■ **What this task involves**: For the data below, restate word for word only the lines from the line containing "soap corner with" through the line containing "Target: lavender sprig on soap", both ends included.

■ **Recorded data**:
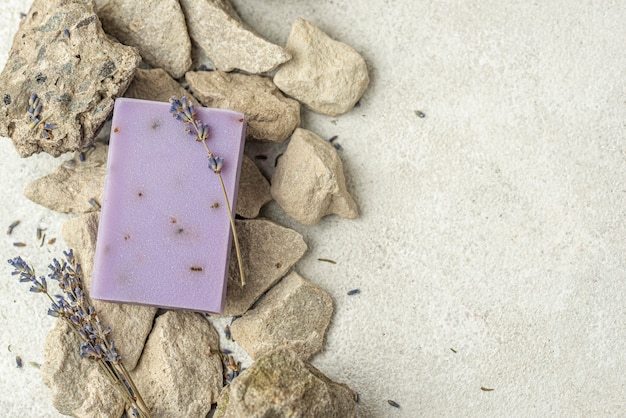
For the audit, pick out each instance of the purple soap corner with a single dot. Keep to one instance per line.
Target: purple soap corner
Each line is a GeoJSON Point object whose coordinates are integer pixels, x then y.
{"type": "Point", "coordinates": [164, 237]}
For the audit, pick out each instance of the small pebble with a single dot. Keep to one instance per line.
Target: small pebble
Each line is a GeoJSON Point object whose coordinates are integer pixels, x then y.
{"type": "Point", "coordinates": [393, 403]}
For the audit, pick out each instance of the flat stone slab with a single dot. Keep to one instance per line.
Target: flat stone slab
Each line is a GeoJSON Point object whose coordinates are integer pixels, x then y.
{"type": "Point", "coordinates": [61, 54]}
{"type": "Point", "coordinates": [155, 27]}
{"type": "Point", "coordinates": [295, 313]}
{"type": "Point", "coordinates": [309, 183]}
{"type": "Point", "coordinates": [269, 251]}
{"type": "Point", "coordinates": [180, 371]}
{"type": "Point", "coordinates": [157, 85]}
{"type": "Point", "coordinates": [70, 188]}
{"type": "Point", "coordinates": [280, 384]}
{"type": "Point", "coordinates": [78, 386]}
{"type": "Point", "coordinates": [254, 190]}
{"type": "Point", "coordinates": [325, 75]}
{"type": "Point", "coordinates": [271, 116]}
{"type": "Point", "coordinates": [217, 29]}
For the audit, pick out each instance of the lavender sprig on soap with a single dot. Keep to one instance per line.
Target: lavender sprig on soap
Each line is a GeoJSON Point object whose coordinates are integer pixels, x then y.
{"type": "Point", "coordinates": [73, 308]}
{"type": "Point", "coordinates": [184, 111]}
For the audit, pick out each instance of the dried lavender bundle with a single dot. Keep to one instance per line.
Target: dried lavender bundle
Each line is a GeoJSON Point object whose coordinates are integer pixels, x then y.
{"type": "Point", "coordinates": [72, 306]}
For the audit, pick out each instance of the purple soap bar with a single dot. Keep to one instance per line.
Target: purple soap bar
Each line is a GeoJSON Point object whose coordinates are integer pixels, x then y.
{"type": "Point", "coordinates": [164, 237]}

* * *

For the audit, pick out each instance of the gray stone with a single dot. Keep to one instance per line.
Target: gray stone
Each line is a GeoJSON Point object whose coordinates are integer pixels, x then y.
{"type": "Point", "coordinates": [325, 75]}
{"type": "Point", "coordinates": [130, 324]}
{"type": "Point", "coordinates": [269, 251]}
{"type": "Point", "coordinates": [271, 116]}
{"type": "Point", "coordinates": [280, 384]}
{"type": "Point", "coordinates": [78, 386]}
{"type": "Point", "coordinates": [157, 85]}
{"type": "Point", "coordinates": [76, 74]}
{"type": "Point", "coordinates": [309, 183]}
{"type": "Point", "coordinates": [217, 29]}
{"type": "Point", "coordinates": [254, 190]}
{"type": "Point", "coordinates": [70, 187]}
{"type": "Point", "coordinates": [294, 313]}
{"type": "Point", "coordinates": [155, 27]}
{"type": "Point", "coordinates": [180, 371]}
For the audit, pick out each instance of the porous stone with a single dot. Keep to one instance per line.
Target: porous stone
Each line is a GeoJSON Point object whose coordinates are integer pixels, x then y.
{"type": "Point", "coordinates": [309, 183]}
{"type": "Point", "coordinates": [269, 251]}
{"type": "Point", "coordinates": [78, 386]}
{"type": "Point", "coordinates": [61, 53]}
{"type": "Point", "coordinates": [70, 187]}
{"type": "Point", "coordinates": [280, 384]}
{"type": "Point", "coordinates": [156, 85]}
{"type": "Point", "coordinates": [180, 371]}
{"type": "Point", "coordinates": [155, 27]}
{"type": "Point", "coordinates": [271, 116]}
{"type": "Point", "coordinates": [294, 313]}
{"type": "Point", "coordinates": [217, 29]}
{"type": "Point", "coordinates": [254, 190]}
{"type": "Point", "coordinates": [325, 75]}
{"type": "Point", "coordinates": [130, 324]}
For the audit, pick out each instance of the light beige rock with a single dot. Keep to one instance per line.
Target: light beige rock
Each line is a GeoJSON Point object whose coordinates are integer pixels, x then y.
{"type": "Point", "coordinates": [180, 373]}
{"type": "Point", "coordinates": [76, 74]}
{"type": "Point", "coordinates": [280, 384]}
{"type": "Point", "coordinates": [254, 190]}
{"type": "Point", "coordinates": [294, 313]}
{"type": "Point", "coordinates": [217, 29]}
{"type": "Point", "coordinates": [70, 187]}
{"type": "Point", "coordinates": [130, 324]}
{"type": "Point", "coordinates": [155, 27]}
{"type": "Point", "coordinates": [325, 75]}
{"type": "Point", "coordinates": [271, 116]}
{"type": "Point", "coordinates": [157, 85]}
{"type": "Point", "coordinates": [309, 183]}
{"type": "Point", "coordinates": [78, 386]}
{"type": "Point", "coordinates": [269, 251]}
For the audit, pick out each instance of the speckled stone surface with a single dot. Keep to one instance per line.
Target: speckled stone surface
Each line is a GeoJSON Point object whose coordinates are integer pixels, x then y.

---

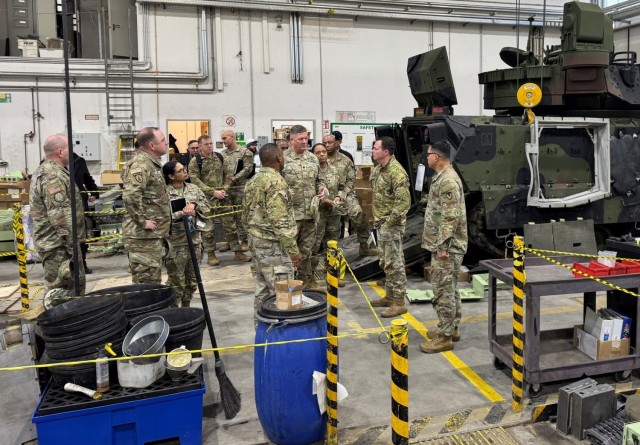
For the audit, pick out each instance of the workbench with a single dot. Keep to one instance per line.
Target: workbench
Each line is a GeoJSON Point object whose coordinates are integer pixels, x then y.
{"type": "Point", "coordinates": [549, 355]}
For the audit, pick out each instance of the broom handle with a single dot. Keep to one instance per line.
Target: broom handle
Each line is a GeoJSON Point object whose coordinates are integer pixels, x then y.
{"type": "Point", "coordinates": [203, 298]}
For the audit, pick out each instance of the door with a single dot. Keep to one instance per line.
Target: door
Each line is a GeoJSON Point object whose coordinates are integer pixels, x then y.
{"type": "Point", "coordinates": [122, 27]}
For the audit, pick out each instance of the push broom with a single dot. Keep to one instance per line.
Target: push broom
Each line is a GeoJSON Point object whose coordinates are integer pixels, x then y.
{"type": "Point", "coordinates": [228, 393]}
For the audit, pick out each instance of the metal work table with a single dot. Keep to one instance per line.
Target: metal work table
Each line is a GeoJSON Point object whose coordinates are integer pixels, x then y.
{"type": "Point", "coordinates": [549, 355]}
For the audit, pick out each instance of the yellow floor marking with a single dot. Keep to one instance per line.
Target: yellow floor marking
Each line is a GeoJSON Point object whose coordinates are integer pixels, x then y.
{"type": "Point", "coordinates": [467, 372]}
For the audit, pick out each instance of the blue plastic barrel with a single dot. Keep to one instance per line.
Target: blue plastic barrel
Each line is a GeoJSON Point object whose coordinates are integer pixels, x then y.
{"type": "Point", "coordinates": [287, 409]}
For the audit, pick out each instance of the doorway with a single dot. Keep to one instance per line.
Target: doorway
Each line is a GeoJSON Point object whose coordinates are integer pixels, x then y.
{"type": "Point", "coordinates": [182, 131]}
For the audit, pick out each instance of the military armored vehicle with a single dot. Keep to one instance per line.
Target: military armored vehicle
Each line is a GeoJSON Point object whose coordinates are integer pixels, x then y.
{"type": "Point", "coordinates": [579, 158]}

■ **Response box**:
For the audit, pick out each instance of the purple soap corner with a single dot. Keep to one instance per line.
Target: purple soap corner
Each line is a GeoJSON Point object whose coordinates are integer pixels, x then y.
{"type": "Point", "coordinates": [164, 237]}
For the audit, pick out each instance of the small pebble with a single dot. Keep to one instance per line.
Target: small pebble
Each line is a GeoJSON Point object whose coordinates are integer pixels, x then y.
{"type": "Point", "coordinates": [393, 403]}
For the audit, pick out each instance of the flat stone slab with a single dot. Keep to one instance per line.
Target: flat stone slab
Each line is a GeoJSON Point object whose coordinates are integer pixels, x then y.
{"type": "Point", "coordinates": [61, 54]}
{"type": "Point", "coordinates": [155, 27]}
{"type": "Point", "coordinates": [295, 313]}
{"type": "Point", "coordinates": [309, 183]}
{"type": "Point", "coordinates": [269, 251]}
{"type": "Point", "coordinates": [180, 371]}
{"type": "Point", "coordinates": [157, 85]}
{"type": "Point", "coordinates": [70, 188]}
{"type": "Point", "coordinates": [280, 384]}
{"type": "Point", "coordinates": [78, 386]}
{"type": "Point", "coordinates": [254, 190]}
{"type": "Point", "coordinates": [325, 75]}
{"type": "Point", "coordinates": [271, 116]}
{"type": "Point", "coordinates": [217, 29]}
For the audit, pick out each instance of the lavender sprig on soap with a single dot. Keep to one instance per line.
Target: lavender sprig on soap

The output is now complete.